(Dataset items)

______________________________

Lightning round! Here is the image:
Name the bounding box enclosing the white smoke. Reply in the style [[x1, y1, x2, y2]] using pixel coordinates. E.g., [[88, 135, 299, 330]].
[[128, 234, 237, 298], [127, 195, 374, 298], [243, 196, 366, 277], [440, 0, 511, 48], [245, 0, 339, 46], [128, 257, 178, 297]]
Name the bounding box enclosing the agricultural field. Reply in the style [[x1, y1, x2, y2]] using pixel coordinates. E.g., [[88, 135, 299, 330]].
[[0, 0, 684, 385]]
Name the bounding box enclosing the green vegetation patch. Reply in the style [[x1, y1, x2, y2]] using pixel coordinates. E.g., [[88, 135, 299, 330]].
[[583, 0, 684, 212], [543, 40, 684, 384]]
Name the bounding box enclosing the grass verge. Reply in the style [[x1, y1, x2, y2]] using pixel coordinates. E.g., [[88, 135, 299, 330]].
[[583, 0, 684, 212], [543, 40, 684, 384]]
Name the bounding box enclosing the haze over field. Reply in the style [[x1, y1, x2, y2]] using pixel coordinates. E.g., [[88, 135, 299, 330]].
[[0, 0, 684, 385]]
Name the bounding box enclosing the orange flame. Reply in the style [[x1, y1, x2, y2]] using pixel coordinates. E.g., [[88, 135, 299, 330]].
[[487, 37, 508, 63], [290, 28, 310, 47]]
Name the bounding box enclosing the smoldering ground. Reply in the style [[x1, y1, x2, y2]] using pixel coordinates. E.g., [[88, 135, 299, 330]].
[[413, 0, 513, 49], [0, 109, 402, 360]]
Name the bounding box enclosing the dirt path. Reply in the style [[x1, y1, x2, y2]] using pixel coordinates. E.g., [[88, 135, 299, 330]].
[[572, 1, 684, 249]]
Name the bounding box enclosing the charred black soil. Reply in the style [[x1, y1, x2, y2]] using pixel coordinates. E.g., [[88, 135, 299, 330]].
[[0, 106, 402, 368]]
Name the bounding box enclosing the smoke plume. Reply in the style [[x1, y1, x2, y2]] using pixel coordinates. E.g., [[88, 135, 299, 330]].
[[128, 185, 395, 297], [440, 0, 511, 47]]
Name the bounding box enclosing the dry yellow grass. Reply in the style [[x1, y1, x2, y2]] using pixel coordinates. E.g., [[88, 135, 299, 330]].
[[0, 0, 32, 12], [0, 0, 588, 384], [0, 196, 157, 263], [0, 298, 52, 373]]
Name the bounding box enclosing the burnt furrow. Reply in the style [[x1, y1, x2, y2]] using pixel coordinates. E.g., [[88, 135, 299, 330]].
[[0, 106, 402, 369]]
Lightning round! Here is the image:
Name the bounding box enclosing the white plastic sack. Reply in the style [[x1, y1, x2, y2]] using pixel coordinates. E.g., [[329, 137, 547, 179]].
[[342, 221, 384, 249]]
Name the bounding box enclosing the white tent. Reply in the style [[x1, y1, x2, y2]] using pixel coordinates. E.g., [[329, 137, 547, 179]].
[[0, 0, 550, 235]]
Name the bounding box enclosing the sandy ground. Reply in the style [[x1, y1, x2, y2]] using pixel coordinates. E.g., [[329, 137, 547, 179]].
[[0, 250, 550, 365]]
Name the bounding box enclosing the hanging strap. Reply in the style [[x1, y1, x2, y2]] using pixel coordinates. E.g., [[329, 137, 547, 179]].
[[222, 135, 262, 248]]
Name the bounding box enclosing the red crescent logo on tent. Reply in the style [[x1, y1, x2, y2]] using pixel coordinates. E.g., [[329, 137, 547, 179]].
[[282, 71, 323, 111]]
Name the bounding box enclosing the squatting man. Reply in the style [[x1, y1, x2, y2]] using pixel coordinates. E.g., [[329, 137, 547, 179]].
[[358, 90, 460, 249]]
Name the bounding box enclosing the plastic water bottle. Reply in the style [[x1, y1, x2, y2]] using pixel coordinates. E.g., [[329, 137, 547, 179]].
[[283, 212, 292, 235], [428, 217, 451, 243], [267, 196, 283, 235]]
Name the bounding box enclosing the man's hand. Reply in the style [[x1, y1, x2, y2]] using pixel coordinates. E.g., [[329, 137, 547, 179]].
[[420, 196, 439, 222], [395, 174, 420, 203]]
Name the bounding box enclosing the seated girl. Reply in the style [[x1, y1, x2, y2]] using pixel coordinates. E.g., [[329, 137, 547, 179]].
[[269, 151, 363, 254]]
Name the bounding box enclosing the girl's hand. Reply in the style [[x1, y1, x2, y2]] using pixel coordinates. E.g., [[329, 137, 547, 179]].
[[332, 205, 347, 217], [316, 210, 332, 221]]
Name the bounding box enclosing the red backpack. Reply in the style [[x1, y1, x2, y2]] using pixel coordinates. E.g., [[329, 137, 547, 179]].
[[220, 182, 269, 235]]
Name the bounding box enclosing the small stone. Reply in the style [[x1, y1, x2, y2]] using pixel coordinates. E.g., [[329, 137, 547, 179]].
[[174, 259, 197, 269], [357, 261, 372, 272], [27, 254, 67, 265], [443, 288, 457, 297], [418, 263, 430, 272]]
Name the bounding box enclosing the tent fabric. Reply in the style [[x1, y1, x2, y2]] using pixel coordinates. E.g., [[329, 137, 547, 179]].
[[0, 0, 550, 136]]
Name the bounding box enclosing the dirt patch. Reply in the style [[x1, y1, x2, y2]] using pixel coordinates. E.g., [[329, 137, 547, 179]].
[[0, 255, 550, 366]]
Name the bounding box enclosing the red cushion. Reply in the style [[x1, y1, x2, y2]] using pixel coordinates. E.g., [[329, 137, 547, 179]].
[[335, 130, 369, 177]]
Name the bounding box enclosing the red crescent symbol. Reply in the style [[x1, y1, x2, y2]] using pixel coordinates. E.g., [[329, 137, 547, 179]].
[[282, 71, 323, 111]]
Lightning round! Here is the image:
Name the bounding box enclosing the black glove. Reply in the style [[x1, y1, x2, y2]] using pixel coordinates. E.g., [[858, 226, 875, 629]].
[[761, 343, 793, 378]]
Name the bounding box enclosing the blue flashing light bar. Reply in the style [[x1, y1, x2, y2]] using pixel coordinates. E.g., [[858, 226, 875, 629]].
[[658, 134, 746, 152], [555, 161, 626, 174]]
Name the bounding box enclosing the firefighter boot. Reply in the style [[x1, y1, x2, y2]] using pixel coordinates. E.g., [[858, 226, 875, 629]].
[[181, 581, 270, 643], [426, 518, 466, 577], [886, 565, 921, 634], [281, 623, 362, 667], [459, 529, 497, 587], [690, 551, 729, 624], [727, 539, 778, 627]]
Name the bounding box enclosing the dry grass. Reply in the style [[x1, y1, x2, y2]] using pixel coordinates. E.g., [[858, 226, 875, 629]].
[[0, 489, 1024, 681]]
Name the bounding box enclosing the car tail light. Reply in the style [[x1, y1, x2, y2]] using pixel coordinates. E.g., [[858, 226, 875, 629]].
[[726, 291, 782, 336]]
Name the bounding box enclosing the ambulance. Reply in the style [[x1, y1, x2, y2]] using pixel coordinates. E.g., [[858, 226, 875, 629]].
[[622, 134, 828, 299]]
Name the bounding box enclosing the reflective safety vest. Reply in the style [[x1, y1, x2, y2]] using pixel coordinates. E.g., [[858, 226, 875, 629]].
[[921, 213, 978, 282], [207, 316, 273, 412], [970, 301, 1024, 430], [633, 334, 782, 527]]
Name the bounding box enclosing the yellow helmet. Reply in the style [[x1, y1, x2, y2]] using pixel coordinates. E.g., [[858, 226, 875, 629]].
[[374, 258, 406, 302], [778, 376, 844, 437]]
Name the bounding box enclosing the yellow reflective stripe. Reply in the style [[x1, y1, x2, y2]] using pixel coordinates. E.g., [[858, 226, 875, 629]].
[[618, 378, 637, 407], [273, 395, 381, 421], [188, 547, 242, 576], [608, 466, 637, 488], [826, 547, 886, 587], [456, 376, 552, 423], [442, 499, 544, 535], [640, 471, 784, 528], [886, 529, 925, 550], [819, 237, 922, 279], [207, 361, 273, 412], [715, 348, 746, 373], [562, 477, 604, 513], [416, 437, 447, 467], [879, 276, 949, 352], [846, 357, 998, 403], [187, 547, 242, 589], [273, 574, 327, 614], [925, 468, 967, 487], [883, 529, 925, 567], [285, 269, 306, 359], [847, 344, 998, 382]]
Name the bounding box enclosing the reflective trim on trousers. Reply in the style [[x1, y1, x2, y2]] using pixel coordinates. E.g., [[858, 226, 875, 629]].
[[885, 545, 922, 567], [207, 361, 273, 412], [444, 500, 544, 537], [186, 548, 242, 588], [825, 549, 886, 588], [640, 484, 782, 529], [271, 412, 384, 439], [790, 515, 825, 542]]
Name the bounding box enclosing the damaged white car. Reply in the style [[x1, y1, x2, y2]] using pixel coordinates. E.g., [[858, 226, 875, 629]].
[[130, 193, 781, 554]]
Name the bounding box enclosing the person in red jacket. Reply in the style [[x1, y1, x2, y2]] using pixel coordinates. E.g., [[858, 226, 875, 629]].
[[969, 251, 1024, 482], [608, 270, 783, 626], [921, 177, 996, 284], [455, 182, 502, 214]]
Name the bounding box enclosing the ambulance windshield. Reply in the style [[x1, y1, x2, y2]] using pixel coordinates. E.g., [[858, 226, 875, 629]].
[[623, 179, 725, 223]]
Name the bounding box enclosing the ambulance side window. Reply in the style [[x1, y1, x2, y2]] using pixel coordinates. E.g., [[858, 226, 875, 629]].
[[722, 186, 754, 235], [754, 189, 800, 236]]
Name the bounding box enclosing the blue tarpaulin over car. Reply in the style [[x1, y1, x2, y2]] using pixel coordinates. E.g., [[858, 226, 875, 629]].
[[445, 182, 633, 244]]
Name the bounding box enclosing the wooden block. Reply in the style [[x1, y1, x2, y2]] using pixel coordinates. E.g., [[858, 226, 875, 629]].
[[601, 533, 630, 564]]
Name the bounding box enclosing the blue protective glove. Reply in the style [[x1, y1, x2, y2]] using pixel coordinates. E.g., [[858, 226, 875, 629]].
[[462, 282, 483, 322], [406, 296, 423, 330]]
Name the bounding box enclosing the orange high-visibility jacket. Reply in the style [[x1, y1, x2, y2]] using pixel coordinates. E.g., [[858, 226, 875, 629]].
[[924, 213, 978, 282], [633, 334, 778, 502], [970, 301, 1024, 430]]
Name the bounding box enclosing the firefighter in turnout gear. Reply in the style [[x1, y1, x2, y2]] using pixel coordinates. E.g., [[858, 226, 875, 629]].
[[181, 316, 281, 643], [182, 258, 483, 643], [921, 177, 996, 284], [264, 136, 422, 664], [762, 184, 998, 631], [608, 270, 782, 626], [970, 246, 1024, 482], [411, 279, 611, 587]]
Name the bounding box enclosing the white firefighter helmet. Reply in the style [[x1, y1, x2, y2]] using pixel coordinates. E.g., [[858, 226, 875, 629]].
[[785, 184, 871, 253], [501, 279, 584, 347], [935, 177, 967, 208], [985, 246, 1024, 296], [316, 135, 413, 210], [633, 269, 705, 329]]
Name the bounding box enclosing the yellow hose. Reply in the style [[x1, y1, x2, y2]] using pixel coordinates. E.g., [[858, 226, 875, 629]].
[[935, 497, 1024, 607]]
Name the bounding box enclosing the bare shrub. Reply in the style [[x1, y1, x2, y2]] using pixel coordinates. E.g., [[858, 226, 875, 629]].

______________________________

**Goal:** Recast the records from the line containing "Name the bounding box enclosing the blue tarpaulin" up to and including the line containing "301, 1024, 430]]" as a JSON list of strings, one string per line and no blank lines.

**Exercise output:**
[
  "Name the bounding box enclosing the blue tarpaulin over car. Reply in the style [[x1, y1, x2, y2]] using pixel coordinates. E.g., [[858, 226, 875, 629]].",
  "[[445, 182, 633, 244]]",
  "Name the bounding box enclosing the wooden block. Reply in the style [[x1, y1, x2, y2]] using pixel coordinates. E.g., [[858, 226, 875, 629]].",
  "[[601, 533, 630, 564]]",
  "Name the bounding box enclosing the blue protective glove. Reply in the style [[x1, y1, x2, y2]] using pixel coordinates. E.g., [[858, 226, 875, 629]].",
  "[[462, 282, 483, 322], [406, 296, 423, 330]]",
  "Name the bounding box enclosing the orange high-visibility jacket. Reply in the style [[x1, y1, x2, y2]] using pixel coordinates. E.g., [[858, 226, 875, 629]].",
  "[[924, 213, 978, 282], [633, 334, 778, 502], [970, 301, 1024, 430]]"
]